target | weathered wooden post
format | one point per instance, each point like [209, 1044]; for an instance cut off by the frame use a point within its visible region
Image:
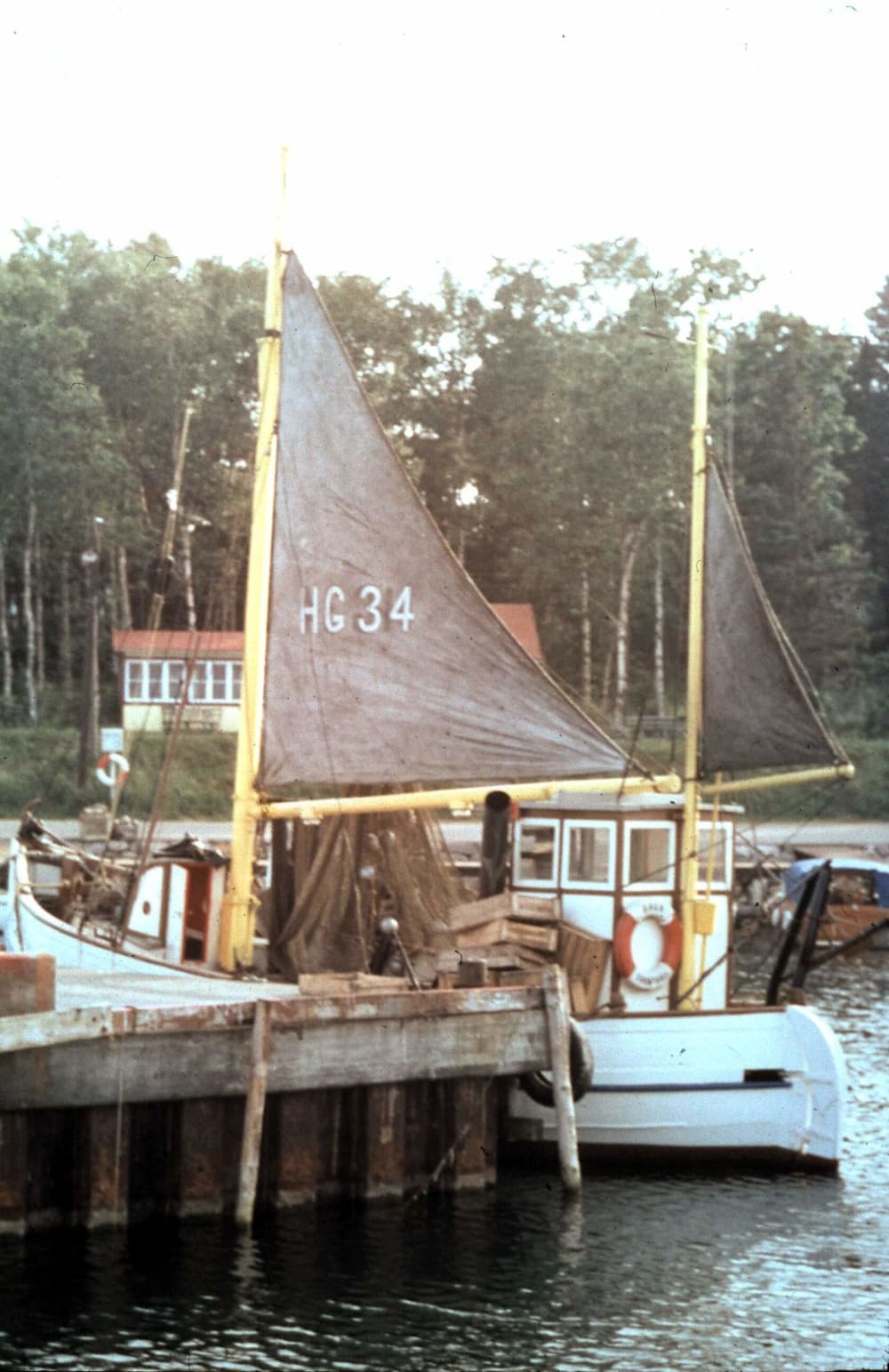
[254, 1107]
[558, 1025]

---

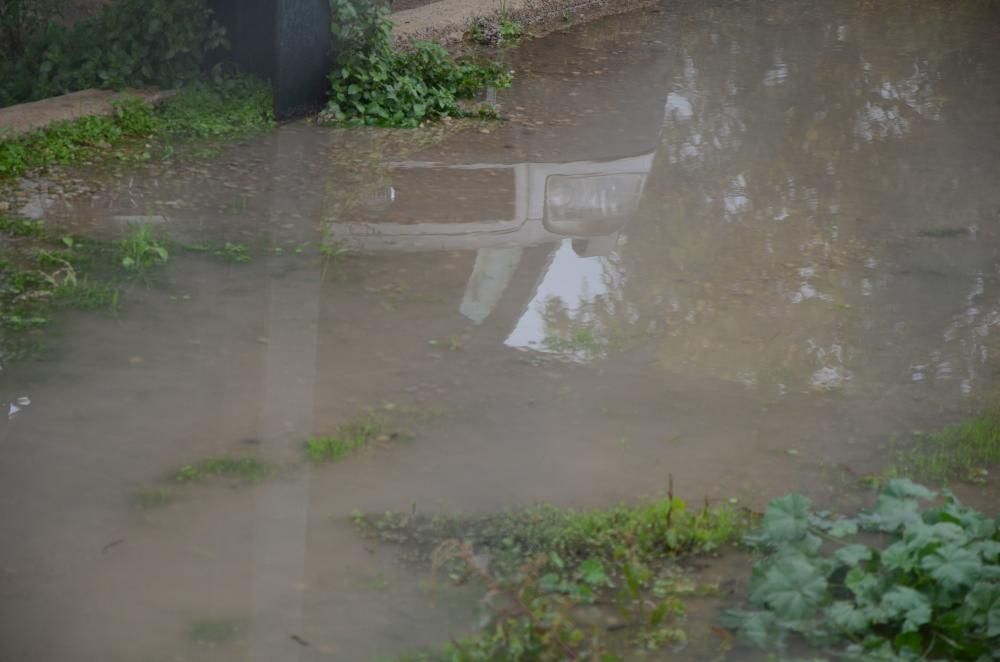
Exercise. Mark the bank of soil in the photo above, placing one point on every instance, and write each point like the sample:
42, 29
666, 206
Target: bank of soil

EXERCISE GOAL
Each line holding "like" in the records should be copied out.

ANSWER SPACE
format | one point per instance, each point like [209, 1044]; for an instance cut off by the frame use a point within its visible region
Exercise. Mark the bank of soil in the photo above, placing one point on every instance, and write each point like the sample:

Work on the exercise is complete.